Texto de origen:
--------

La semana pasada contaron en la radio el caso de un hombre, casualmente extremeño, un señor de campo amante de las cosas buenas y sencillas, al que le gustaba sentarse cada noche en el porche de su finca para despedir la jornada con unas generosas tajadas de melón. Y cuando alguien le recordaba que comer melón por la noche no es bueno, pues puede provocar molestias digestivas, el buen hombre alegaba: “¡Pero qué sabrá el melón si es de día o de noche!”.

Desde entonces no puedo evitar recordar esta anécdota cada vez que acudo al gimnasio.

--------

Listado de origen
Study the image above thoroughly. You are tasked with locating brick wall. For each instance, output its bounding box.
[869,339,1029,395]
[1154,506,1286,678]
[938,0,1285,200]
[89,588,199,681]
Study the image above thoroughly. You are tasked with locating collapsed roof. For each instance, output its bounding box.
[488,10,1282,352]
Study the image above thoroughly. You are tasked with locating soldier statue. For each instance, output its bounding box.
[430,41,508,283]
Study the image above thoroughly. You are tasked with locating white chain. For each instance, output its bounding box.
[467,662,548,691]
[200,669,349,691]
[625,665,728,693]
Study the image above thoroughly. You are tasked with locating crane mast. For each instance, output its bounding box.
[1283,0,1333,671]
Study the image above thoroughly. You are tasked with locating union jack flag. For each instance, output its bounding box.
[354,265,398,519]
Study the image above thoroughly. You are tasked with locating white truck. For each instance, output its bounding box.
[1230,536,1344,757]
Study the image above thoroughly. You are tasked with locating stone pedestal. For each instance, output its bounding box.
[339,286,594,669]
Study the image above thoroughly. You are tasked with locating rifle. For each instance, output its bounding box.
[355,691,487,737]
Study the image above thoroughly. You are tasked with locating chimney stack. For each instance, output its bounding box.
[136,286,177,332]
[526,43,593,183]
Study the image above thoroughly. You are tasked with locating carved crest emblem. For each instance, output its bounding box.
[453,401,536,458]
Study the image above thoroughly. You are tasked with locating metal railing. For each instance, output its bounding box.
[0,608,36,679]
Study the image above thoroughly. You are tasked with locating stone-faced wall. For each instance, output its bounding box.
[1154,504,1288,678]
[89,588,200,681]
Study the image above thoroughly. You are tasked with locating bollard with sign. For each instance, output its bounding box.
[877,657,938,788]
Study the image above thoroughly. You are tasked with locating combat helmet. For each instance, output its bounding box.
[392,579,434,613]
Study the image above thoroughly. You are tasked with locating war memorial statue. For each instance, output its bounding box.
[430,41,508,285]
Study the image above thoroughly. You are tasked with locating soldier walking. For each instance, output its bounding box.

--------

Su tarea: En la primera oración del relato del melón, enumere los rasgos con que se presenta al hombre antes de las palabras «al que le gustaba». El listado procede de una fuente distinta a la del texto.

Solución:
- Casualmente extremeño
- Un señor de campo
- Amante de las cosas buenas y sencillas